--- Input material ---
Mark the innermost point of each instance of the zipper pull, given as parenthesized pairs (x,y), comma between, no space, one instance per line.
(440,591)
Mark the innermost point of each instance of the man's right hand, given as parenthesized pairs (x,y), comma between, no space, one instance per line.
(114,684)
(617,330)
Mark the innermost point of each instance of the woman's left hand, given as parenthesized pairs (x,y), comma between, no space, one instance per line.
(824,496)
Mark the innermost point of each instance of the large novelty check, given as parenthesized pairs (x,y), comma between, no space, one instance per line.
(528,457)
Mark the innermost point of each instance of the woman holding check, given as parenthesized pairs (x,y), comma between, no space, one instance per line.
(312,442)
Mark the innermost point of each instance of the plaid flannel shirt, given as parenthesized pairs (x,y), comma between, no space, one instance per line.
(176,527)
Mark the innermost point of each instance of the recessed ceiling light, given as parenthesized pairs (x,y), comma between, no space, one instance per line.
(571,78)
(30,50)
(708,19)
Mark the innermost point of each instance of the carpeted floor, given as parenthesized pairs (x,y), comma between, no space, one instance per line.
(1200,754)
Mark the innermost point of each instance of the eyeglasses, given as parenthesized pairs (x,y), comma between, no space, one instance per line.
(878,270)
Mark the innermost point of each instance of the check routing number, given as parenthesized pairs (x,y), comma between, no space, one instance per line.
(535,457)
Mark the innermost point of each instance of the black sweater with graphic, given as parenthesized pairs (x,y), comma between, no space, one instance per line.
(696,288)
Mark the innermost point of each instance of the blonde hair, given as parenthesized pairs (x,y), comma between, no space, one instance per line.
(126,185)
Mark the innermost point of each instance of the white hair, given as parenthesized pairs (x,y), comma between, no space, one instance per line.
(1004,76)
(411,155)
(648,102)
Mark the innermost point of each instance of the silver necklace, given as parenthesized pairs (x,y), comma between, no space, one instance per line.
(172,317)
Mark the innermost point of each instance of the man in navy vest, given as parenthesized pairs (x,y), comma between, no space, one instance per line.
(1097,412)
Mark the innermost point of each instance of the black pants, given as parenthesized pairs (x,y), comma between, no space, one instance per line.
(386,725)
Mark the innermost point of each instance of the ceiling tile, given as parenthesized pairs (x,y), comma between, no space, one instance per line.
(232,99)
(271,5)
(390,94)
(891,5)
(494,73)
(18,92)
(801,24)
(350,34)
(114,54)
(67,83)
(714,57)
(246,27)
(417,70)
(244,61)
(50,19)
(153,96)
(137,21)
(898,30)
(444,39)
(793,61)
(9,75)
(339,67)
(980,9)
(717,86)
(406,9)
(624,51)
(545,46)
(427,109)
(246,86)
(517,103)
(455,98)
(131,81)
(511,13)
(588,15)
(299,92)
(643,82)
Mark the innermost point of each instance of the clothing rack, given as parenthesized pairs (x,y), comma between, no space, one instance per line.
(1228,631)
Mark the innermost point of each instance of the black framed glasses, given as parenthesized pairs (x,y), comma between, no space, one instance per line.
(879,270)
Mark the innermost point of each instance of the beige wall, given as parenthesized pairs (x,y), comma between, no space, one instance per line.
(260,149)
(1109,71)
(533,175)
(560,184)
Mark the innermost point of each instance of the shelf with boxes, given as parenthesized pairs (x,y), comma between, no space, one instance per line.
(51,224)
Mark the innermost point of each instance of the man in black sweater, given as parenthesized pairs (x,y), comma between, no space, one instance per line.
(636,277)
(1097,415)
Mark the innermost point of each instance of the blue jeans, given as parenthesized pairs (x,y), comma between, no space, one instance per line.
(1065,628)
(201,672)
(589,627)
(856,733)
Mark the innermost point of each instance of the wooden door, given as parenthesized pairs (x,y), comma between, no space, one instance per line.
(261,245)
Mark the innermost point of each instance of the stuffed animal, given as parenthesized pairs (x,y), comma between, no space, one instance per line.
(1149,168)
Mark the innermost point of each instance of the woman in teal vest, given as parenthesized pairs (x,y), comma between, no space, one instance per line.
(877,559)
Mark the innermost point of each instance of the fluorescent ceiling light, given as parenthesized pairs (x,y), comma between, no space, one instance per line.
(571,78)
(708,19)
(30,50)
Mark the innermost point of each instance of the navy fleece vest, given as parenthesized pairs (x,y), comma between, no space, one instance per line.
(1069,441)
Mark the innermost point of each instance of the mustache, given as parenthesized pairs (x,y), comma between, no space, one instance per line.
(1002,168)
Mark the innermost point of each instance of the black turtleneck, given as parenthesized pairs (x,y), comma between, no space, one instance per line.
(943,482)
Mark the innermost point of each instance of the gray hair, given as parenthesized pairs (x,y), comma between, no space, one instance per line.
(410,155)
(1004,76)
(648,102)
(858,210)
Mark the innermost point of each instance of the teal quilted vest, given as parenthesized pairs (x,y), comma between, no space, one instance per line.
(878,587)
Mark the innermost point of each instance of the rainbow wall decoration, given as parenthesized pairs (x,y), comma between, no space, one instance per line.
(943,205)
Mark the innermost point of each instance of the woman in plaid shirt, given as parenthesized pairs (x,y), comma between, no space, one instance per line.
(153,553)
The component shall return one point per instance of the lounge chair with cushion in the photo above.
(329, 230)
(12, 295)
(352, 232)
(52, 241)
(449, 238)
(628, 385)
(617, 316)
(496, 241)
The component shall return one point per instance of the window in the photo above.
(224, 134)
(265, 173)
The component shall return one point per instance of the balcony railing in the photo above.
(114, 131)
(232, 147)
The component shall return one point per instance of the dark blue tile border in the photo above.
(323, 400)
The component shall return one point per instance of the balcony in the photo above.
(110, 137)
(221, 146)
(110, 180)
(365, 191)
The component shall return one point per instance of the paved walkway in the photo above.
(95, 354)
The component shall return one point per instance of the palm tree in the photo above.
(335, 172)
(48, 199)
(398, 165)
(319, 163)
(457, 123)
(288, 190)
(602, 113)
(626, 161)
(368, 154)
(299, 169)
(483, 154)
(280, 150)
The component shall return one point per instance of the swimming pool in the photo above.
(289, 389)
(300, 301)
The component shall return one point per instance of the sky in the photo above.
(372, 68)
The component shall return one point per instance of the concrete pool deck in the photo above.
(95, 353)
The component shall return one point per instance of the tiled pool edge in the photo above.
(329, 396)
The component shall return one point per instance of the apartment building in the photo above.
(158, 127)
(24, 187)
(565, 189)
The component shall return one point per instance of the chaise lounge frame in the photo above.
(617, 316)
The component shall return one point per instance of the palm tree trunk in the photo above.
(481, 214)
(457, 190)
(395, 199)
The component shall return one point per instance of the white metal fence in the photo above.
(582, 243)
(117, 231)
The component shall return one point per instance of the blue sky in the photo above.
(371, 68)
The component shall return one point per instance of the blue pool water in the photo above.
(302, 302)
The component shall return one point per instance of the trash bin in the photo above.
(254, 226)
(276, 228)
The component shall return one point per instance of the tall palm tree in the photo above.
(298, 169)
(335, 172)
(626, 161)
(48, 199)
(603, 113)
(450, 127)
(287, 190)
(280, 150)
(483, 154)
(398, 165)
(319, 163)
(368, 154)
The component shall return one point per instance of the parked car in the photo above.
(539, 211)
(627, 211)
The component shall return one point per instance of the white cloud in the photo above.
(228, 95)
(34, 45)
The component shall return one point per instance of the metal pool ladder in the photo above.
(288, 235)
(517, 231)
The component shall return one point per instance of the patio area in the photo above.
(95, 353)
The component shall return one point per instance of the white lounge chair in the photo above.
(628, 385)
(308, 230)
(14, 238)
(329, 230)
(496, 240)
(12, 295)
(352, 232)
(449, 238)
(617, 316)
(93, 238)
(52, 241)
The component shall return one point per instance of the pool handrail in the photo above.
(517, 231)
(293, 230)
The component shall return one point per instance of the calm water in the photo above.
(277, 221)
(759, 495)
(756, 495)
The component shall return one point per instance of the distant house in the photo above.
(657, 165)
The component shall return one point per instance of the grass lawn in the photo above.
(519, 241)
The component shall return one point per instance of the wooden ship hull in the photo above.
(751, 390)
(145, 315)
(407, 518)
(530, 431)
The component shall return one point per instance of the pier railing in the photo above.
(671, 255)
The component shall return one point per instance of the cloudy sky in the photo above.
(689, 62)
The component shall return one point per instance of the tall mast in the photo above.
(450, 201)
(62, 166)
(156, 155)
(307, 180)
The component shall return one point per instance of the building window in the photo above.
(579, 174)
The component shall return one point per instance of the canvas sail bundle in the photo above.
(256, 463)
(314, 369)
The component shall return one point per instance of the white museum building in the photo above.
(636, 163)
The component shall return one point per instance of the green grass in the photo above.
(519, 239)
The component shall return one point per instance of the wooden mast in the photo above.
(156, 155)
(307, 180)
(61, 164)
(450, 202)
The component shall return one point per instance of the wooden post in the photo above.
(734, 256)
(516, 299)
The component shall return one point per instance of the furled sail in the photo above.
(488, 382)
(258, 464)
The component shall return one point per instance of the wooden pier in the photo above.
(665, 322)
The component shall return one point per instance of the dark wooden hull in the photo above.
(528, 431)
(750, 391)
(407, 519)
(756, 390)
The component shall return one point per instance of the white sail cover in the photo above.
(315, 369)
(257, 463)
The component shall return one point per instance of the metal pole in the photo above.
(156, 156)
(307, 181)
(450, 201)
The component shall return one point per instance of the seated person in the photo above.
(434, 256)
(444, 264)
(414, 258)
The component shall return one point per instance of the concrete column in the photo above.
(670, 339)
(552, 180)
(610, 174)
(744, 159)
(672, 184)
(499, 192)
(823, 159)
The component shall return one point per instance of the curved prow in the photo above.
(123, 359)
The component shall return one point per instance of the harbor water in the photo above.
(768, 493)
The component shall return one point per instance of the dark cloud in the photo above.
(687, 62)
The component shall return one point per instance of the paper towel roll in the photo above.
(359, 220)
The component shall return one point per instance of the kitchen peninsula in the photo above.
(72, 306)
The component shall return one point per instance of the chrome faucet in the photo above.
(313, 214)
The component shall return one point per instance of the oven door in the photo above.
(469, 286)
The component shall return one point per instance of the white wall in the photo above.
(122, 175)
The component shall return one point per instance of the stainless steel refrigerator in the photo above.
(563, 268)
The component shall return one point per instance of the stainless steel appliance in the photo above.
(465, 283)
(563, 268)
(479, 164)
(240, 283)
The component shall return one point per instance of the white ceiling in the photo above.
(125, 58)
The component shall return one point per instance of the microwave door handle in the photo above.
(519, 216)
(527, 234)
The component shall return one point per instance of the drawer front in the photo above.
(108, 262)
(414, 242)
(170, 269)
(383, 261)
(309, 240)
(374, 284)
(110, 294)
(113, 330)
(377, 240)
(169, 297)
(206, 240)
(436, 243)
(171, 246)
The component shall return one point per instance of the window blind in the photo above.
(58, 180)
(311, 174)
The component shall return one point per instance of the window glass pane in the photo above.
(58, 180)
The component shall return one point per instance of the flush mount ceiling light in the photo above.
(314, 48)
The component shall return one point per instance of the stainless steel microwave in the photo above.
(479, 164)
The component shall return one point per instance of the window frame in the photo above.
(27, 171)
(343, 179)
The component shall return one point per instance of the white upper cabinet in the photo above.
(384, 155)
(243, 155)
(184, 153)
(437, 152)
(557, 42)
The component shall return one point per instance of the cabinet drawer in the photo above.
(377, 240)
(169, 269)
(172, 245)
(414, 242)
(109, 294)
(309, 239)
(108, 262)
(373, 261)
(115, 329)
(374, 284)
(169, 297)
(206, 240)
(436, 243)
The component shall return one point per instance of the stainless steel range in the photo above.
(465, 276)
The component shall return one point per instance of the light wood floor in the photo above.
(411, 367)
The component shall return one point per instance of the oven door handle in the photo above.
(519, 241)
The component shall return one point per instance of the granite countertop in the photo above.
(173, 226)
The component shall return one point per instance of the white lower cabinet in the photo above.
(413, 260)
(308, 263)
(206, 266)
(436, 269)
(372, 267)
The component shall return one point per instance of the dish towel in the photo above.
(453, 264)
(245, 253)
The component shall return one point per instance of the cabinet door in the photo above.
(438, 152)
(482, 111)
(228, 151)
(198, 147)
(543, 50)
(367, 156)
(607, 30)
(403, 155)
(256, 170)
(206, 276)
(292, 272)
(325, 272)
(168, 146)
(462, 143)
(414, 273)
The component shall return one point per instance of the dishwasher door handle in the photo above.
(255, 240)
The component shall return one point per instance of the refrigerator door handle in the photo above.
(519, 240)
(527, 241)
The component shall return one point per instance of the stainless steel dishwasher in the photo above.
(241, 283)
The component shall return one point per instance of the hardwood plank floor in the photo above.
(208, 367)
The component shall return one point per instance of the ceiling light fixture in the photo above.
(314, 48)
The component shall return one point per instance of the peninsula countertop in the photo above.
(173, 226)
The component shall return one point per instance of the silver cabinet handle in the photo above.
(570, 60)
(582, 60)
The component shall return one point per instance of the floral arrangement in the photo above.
---
• Description of the task: Using the entries above, give again each line from the one containing "dishwasher in the photo above." through the last line, exactly and only those.

• The completed task:
The component shall return one point per instance of the stainless steel dishwasher in the photo above.
(241, 283)
The component shall return one point per instance of the hardwood plank floor in the photo above.
(208, 367)
The component shall return one point per instance of the ceiling light fixture in the photo above.
(314, 48)
The component shall return one point per instance of the peninsula countertop in the photo above.
(173, 226)
The component shall return one point per instance of the silver cabinet handle in the photo above.
(570, 60)
(582, 60)
The component shall return one point per instance of the floral arrangement in the photo above.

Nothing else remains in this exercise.